** Dataset entries **
-- Begin --

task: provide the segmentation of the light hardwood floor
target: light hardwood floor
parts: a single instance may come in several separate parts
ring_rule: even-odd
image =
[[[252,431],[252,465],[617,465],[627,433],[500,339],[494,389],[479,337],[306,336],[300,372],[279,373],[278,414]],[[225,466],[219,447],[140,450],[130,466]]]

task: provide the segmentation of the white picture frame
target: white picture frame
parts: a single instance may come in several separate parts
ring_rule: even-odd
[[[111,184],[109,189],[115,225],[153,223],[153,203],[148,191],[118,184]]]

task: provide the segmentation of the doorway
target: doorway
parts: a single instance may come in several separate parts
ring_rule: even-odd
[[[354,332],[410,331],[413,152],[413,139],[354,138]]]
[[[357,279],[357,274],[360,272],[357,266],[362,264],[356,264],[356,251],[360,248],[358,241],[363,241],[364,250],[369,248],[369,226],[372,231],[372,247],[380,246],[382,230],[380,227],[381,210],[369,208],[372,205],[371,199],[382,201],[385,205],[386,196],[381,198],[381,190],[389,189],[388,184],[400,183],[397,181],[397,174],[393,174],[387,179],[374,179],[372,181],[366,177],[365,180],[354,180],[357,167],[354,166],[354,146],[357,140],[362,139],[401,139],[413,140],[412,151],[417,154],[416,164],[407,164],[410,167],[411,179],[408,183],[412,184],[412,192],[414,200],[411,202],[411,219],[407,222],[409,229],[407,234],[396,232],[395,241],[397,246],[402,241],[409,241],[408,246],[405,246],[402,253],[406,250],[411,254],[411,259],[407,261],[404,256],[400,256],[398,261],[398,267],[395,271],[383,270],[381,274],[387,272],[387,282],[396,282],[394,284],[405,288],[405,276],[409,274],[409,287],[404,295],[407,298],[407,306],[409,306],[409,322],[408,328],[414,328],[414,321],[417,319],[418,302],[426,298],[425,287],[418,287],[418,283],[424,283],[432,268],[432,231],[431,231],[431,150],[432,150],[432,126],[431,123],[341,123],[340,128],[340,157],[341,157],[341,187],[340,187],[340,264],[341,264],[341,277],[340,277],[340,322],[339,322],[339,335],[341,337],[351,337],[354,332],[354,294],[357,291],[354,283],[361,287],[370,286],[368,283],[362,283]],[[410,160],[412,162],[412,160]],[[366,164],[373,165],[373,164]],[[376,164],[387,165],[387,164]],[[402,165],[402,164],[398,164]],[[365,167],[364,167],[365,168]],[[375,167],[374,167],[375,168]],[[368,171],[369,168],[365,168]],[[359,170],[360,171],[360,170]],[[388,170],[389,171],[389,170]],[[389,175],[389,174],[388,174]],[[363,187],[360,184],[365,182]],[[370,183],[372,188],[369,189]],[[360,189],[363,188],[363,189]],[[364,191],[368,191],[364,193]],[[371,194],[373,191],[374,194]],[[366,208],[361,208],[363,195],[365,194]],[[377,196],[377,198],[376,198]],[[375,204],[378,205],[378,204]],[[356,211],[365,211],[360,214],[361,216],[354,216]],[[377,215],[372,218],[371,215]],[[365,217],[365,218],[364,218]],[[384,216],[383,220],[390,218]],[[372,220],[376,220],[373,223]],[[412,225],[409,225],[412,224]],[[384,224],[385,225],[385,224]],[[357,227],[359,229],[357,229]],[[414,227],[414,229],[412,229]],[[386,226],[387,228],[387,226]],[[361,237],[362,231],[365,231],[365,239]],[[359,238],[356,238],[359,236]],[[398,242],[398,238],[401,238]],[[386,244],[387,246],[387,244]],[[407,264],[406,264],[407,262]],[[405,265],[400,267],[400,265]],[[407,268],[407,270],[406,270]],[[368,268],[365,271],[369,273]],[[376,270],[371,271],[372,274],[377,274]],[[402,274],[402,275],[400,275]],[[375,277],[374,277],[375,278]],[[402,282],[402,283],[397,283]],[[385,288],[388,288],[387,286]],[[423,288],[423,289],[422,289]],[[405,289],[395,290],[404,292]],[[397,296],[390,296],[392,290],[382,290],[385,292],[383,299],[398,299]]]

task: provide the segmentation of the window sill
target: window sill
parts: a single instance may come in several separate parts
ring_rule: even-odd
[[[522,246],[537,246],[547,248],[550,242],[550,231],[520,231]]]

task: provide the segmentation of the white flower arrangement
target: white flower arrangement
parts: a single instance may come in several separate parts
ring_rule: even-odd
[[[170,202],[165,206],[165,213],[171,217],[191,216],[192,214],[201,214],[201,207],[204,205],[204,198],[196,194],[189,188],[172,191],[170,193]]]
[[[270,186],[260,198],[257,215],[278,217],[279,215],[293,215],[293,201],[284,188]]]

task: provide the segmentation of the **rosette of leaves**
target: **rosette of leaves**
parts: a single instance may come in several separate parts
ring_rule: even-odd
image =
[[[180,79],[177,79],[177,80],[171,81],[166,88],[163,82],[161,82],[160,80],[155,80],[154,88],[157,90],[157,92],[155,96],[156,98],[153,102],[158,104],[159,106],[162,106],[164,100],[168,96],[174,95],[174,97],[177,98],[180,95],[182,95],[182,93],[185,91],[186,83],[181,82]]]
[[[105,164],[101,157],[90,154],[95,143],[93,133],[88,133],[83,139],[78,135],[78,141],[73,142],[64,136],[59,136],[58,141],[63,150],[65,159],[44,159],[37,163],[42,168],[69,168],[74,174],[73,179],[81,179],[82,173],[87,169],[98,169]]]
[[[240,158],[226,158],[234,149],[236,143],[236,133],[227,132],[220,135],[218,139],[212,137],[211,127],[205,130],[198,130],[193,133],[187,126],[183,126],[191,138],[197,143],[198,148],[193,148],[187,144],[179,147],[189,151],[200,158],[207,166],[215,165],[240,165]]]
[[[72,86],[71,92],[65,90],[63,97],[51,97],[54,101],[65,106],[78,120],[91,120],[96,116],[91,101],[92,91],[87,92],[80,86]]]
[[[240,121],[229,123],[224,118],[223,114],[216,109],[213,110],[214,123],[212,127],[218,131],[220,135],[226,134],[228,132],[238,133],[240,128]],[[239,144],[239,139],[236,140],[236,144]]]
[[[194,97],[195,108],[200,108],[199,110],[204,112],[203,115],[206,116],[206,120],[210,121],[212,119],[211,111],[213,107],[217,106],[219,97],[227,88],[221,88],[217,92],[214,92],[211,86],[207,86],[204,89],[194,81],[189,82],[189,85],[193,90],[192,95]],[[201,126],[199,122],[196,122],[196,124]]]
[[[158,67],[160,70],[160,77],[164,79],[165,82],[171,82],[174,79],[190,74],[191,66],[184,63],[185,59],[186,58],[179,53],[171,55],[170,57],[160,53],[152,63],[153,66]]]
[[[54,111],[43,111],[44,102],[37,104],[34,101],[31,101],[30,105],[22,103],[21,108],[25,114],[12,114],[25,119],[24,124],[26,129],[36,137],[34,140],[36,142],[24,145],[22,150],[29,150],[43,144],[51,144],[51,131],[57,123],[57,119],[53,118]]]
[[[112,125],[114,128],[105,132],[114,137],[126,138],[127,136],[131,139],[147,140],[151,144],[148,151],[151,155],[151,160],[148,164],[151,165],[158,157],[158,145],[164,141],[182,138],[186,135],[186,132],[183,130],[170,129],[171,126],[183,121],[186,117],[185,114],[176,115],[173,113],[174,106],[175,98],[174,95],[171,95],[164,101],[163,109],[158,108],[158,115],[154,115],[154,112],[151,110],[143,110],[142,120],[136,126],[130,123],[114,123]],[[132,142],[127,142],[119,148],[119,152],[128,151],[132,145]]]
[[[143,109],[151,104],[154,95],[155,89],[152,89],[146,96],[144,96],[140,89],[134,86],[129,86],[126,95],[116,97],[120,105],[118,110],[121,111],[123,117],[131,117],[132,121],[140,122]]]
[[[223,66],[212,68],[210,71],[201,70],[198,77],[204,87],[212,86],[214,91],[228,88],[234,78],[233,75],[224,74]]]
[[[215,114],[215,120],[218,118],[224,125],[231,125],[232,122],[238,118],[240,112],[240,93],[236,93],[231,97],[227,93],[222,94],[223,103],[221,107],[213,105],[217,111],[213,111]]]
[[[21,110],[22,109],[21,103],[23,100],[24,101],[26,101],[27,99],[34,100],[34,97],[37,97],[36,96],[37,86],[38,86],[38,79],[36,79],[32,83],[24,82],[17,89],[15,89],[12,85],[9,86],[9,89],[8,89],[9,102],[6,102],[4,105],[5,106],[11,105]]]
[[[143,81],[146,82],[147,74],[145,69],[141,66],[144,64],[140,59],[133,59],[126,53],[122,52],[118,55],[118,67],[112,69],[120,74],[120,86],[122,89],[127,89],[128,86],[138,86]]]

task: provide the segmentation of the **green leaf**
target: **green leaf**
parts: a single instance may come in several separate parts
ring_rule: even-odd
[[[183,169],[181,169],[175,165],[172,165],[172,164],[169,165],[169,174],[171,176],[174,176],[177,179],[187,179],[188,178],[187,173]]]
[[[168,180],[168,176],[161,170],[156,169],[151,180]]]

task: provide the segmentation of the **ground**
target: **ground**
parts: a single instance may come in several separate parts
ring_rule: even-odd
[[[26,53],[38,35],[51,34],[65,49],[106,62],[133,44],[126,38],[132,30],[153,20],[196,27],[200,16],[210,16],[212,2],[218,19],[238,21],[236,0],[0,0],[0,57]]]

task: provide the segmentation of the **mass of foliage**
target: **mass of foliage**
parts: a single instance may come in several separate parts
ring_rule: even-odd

-- End --

** What is asked **
Rewrite the listing from the line containing "task: provide the segmentation of the **green" through the line containing "[[[168,180],[168,176],[161,170],[156,169],[151,180]]]", swapping "green leaf" for "yellow leaf" and leaving everything else unchanged.

** Output below **
task: provide the segmentation of the **yellow leaf**
target: **yellow leaf**
parts: a single instance may come in several separate parts
ring_rule: even-odd
[[[183,169],[181,169],[175,165],[172,165],[172,164],[169,165],[169,174],[171,176],[174,176],[177,179],[187,179],[188,178],[187,173]]]
[[[168,180],[168,176],[161,170],[156,169],[151,180]]]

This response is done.